* [What you should do] Restate each of the lines given below, word for word.

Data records
--

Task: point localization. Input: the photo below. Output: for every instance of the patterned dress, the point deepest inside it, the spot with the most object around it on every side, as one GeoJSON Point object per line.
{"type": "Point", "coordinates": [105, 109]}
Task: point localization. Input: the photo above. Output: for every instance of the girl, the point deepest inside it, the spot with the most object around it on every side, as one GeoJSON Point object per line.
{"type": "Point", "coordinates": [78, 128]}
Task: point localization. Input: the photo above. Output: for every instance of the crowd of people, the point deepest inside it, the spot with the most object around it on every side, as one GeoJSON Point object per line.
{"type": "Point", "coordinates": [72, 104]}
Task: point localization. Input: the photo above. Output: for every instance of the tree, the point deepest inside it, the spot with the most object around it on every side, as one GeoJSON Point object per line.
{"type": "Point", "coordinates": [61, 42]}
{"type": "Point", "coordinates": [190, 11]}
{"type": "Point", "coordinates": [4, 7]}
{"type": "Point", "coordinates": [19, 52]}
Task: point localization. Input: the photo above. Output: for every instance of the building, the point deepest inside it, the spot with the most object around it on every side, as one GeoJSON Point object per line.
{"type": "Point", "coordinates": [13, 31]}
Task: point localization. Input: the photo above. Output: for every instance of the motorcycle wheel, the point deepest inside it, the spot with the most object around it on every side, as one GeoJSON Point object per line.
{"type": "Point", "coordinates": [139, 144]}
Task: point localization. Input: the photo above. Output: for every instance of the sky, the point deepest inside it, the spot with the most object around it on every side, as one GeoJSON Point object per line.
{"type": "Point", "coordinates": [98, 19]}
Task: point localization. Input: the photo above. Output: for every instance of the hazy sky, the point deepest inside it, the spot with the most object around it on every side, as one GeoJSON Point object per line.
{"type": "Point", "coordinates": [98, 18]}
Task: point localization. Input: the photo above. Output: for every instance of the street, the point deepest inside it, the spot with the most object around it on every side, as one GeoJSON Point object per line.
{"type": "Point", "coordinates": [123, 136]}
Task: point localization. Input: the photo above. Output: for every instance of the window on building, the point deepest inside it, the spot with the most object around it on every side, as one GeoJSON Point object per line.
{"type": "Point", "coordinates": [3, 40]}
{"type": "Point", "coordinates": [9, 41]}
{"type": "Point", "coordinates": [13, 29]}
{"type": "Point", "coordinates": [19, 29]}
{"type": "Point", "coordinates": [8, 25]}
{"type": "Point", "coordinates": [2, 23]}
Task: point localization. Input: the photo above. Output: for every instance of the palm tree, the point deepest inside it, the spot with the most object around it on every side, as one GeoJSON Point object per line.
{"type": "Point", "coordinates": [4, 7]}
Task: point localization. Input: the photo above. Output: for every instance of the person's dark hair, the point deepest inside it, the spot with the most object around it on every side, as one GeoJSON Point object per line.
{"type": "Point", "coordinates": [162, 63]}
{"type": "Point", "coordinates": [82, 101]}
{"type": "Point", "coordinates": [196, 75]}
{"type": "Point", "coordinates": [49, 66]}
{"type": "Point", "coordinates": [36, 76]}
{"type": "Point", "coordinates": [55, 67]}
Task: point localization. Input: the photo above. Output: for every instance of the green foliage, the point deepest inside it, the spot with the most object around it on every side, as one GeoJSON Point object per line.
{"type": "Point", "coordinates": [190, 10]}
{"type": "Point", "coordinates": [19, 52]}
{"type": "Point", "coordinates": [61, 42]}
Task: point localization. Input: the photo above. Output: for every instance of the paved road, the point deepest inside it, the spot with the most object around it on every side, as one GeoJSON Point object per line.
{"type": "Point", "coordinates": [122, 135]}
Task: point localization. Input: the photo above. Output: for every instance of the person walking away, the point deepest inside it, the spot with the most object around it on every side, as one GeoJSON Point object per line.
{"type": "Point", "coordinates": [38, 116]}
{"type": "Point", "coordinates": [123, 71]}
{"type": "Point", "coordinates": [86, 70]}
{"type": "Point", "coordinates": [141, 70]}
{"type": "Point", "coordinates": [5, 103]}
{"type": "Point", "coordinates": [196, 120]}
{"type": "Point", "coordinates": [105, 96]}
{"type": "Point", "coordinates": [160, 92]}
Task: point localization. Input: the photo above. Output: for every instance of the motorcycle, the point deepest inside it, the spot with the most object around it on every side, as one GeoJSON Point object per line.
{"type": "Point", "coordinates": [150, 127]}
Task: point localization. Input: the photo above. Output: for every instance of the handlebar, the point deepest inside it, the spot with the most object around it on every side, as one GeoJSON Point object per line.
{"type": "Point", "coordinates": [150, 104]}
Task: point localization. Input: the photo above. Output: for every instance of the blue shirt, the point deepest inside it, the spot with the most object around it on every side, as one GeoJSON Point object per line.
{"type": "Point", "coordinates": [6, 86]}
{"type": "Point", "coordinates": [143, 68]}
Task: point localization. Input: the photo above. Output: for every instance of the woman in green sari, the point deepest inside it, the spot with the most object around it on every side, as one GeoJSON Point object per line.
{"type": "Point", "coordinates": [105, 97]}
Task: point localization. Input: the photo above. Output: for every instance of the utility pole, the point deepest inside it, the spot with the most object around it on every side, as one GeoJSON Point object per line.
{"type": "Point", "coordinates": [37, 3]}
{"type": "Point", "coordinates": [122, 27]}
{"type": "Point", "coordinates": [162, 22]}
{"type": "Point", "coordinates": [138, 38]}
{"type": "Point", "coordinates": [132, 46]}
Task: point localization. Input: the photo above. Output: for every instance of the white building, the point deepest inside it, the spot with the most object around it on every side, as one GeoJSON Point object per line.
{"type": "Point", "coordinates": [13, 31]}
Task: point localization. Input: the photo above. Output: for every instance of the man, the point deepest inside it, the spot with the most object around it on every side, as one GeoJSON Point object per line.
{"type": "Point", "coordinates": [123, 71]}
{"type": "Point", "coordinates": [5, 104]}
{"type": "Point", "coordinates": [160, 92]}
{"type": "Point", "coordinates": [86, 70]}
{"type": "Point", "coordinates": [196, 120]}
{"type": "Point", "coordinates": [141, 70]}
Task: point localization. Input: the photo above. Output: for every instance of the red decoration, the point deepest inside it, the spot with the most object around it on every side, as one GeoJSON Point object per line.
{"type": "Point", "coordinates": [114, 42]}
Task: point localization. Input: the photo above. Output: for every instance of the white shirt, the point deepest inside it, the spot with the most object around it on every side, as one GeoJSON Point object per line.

--

* [Final result]
Task: point localization. Input: the photo below. Output: for every instance of the patterned dress, the point deepest inside it, the spot with the most object around it on every side, as one GeoJSON Point object per line.
{"type": "Point", "coordinates": [105, 109]}
Task: point localization. Input: the photo above. Output: for every instance of the girl, the point deepest inside it, the spot with the most object around it on every side, as one GeoJSON Point object per line.
{"type": "Point", "coordinates": [78, 128]}
Task: point localization. Input: the photo above. Output: for every instance of the crowd of people, the point deepest inside it, the spot with the most object around it on every side, as one GeoJSON Point object per line.
{"type": "Point", "coordinates": [72, 104]}
Task: point localization. Input: the photo above. Output: for every instance of the tree, the point deepest inside it, the spot with the most object around it on every side, as one GeoJSON Point object per line.
{"type": "Point", "coordinates": [61, 42]}
{"type": "Point", "coordinates": [190, 11]}
{"type": "Point", "coordinates": [4, 7]}
{"type": "Point", "coordinates": [19, 52]}
Task: point localization. Input: the photo above. Output: for every instance of the building, the point deepest inside it, the spot with the most object around it on every side, as one GeoJSON Point object per line.
{"type": "Point", "coordinates": [13, 31]}
Task: point localization. Input: the photo above. Output: for every instance of the motorcycle wheel, the point deepest inside it, the spot with the most object around it on every side, as one GeoJSON Point object per line.
{"type": "Point", "coordinates": [139, 144]}
Task: point localization. Input: the photo above. Output: for every instance of the sky, the point deepest inside it, the spot with the most object around it on every side, as one GeoJSON Point object per line.
{"type": "Point", "coordinates": [98, 19]}
Task: point localization. Input: the photo above. Output: for every instance of the hazy sky, the point deepest inside it, the spot with the most object around it on every side, as one GeoJSON Point object per line.
{"type": "Point", "coordinates": [98, 18]}
Task: point localization. Input: the photo above. Output: for every instance of the street, the point deepest inside it, the spot with the most object around it on every side, as one GeoJSON Point object per line.
{"type": "Point", "coordinates": [123, 136]}
Task: point localization. Input: the photo above. Output: for every instance of the window on building, the point deepest inside it, the spot with the most object around it on every side, as one GeoJSON Point object per line.
{"type": "Point", "coordinates": [3, 40]}
{"type": "Point", "coordinates": [9, 41]}
{"type": "Point", "coordinates": [13, 29]}
{"type": "Point", "coordinates": [19, 29]}
{"type": "Point", "coordinates": [8, 25]}
{"type": "Point", "coordinates": [2, 23]}
Task: point localization. Input: the photo above. Output: for every instance of the palm tree, the point deepest inside it, the spot with the most object around it on every side, as one GeoJSON Point object per line.
{"type": "Point", "coordinates": [4, 7]}
Task: point localization. Input: the photo above. Output: for every instance of the person's dark hair, the point deepest inside it, the spot with the most object around it on every side, as one GeoJSON Point object per line.
{"type": "Point", "coordinates": [162, 63]}
{"type": "Point", "coordinates": [82, 101]}
{"type": "Point", "coordinates": [196, 75]}
{"type": "Point", "coordinates": [49, 66]}
{"type": "Point", "coordinates": [36, 76]}
{"type": "Point", "coordinates": [55, 67]}
Task: point localization. Input: the photo above. Output: for every instance of the green foliage, the point deepest inside it, the spot with the most object around it on every side, as one GeoJSON Point object per line.
{"type": "Point", "coordinates": [190, 10]}
{"type": "Point", "coordinates": [19, 52]}
{"type": "Point", "coordinates": [61, 42]}
Task: point localization. Input: the photo above. Output: for every instance of the paved road, the point deepest inside it, the spot with the most object around it on every side, as one GeoJSON Point object per line.
{"type": "Point", "coordinates": [122, 135]}
Task: point localization. Input: the photo above. Output: for every instance of the person walking away, the point deepest inside it, the spot with the most object around it on every side, as one GeoJSON Point object per line.
{"type": "Point", "coordinates": [38, 116]}
{"type": "Point", "coordinates": [123, 71]}
{"type": "Point", "coordinates": [86, 70]}
{"type": "Point", "coordinates": [141, 70]}
{"type": "Point", "coordinates": [5, 103]}
{"type": "Point", "coordinates": [196, 120]}
{"type": "Point", "coordinates": [105, 96]}
{"type": "Point", "coordinates": [160, 92]}
Task: point localization. Input: the photo above. Output: for every instance of the motorcycle, the point deepest inside it, the spot with the most object around it on every side, as one GeoJSON Point object per line.
{"type": "Point", "coordinates": [150, 127]}
Task: point localization. Input: the photo above. Output: for every instance of the handlebar, the point deepest inside it, the spot with the most object around it on every side, as one GeoJSON Point object per line.
{"type": "Point", "coordinates": [150, 104]}
Task: point localization. Input: the photo above. Output: for every instance of the blue shirt, the point deepest inside it, the spot with the most object around it on every side, as one GeoJSON Point object per line.
{"type": "Point", "coordinates": [6, 86]}
{"type": "Point", "coordinates": [143, 68]}
Task: point localization. Input: the photo above. Output: for every instance of the woman in green sari, the point deepest inside it, the spot with the most object around it on every side, as one GeoJSON Point object per line.
{"type": "Point", "coordinates": [105, 97]}
Task: point localization. Input: the photo above. Output: for every instance of the utility pole, the point deepest inside it, the spot with the most object around it on every side, as one GeoJSON Point object per line.
{"type": "Point", "coordinates": [37, 3]}
{"type": "Point", "coordinates": [122, 27]}
{"type": "Point", "coordinates": [162, 22]}
{"type": "Point", "coordinates": [138, 38]}
{"type": "Point", "coordinates": [132, 46]}
Task: point localization. Input: the photo above. Output: for every instance of the white building, the point deepest inside it, the spot with the most object around it on every side, as one GeoJSON Point object per line.
{"type": "Point", "coordinates": [13, 31]}
Task: point localization. Input: the photo above. Output: for every instance of the man, the point deepest inside it, the spot with the most object around it on every side, as one GeoJSON Point object per line.
{"type": "Point", "coordinates": [123, 71]}
{"type": "Point", "coordinates": [5, 104]}
{"type": "Point", "coordinates": [160, 92]}
{"type": "Point", "coordinates": [86, 70]}
{"type": "Point", "coordinates": [196, 120]}
{"type": "Point", "coordinates": [141, 70]}
Task: point localization. Input: the photo above. Output: for every instance of the red decoration, the point deepest inside it, the spot with the most object around it on every side, as one GeoJSON Point object per line.
{"type": "Point", "coordinates": [114, 42]}
Task: point localization. Input: the photo above. Output: for every instance of the white shirt, the point deepest inside it, the spot with the most object around it on every side, as one GeoJSON Point object per line.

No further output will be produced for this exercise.